> **TASK DESCRIPTION**
All the records that follow need to be reproduced exactly. Omit the images.

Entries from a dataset
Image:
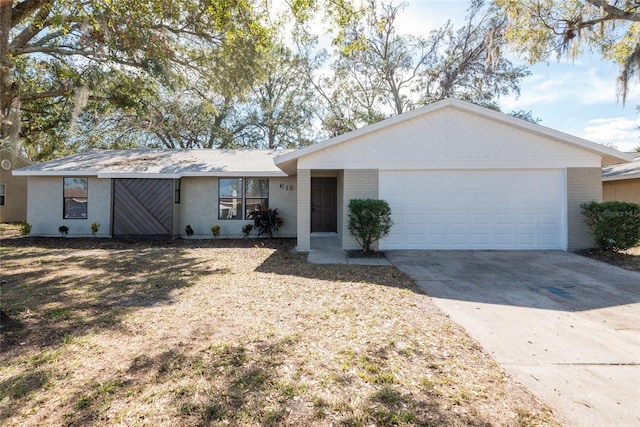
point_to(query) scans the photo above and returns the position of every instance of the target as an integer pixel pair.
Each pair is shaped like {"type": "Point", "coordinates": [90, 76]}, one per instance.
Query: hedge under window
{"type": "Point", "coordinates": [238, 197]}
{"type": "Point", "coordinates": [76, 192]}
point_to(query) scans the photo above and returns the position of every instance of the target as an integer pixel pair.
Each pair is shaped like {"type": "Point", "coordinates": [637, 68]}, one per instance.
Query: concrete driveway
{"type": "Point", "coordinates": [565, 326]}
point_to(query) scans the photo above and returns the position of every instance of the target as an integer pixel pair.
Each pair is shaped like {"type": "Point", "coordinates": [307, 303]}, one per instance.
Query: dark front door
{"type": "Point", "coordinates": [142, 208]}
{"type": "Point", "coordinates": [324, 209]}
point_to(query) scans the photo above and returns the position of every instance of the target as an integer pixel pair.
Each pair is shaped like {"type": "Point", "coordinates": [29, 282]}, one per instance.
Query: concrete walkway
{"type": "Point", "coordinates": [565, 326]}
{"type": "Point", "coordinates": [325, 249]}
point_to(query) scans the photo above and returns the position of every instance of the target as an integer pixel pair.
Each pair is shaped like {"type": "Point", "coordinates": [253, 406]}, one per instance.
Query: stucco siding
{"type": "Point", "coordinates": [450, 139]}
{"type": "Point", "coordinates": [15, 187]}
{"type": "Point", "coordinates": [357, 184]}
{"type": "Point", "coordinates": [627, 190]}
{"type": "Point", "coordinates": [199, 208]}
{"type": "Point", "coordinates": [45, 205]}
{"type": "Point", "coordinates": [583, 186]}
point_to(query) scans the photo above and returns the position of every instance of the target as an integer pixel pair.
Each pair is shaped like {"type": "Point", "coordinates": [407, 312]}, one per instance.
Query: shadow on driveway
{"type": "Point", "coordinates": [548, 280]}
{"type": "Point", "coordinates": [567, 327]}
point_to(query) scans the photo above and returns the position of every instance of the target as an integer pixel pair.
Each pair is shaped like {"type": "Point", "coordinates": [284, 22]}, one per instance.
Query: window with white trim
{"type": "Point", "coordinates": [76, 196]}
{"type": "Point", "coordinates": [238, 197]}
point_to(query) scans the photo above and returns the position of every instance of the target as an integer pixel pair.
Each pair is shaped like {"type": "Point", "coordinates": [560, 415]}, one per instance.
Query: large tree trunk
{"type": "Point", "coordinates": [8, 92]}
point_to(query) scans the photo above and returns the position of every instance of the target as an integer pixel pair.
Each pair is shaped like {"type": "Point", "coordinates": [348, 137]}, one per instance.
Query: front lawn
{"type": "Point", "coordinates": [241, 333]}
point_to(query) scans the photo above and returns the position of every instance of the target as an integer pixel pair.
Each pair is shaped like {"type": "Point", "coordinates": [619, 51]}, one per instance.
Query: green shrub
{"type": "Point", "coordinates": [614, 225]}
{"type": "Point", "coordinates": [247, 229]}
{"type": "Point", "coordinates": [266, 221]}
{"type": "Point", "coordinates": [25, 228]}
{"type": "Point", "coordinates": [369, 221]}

> **COMPLETE OUTPUT**
Image:
point_to(query) scans the photo above and returns the position of every instance of the target as an integer pixel pair.
Each pair is shaped like {"type": "Point", "coordinates": [90, 76]}, one per instance.
Query: hedge under window
{"type": "Point", "coordinates": [238, 197]}
{"type": "Point", "coordinates": [76, 192]}
point_to(query) scans the photo above and returns the position of every instance of the target as an integer pixel pair.
Each pair is shaped like {"type": "Point", "coordinates": [637, 68]}, one per instance.
Query: concrete driveway
{"type": "Point", "coordinates": [565, 326]}
point_to(query) scans the photo above and returns the position of every instance of the target as an integer pixel pair.
Each pair is shaped like {"type": "Point", "coordinates": [307, 303]}, one per instance.
Query: dark front door
{"type": "Point", "coordinates": [142, 208]}
{"type": "Point", "coordinates": [324, 209]}
point_to(query) scans the photo above and returns the position of every instance of the target as an integer pixel pair.
Each pair is shaped like {"type": "Point", "coordinates": [29, 282]}, one per instance.
Query: concrete walkway
{"type": "Point", "coordinates": [565, 326]}
{"type": "Point", "coordinates": [325, 249]}
point_to(query) scans the photo above and returns the position of every instance of the target as an integer pixel pair.
Each pair is shaped like {"type": "Point", "coordinates": [253, 406]}, one per instance.
Query: stucco siding
{"type": "Point", "coordinates": [450, 139]}
{"type": "Point", "coordinates": [15, 187]}
{"type": "Point", "coordinates": [357, 184]}
{"type": "Point", "coordinates": [627, 190]}
{"type": "Point", "coordinates": [199, 208]}
{"type": "Point", "coordinates": [45, 205]}
{"type": "Point", "coordinates": [583, 186]}
point_to(query) scans the photo above and returns the position of every instance of the target as an integer pixel pair.
Each pair is shaped like {"type": "Point", "coordinates": [407, 312]}, one per instance.
Query: shadow on driveway
{"type": "Point", "coordinates": [548, 280]}
{"type": "Point", "coordinates": [567, 327]}
point_to(query) scans the photo above and returns the position of every instance of the target as an integer pixel pair.
Each pair is shaped like {"type": "Point", "coordinates": [284, 22]}, one per instance.
Query: window with white trim
{"type": "Point", "coordinates": [76, 196]}
{"type": "Point", "coordinates": [238, 197]}
point_to(query) scans the photo above and returns the position of every instance of the target as an integer pixel pair.
Each pair is shaped like {"type": "Point", "coordinates": [560, 415]}, one per instance.
Query: large tree trunk
{"type": "Point", "coordinates": [8, 92]}
point_to(query) scans the photo above and returns the position of every instance of the target as an integer pixel pair.
Each pair is shaped like {"type": "Point", "coordinates": [348, 137]}, one per instance.
Query: front lawn
{"type": "Point", "coordinates": [241, 333]}
point_to(query) scans the photo above and returns the position of every instance of the target as an integer pixel pair.
Each pair is shaped like {"type": "Point", "coordinates": [619, 51]}, one per instance.
Query: green shrub
{"type": "Point", "coordinates": [614, 225]}
{"type": "Point", "coordinates": [247, 229]}
{"type": "Point", "coordinates": [266, 221]}
{"type": "Point", "coordinates": [25, 228]}
{"type": "Point", "coordinates": [369, 221]}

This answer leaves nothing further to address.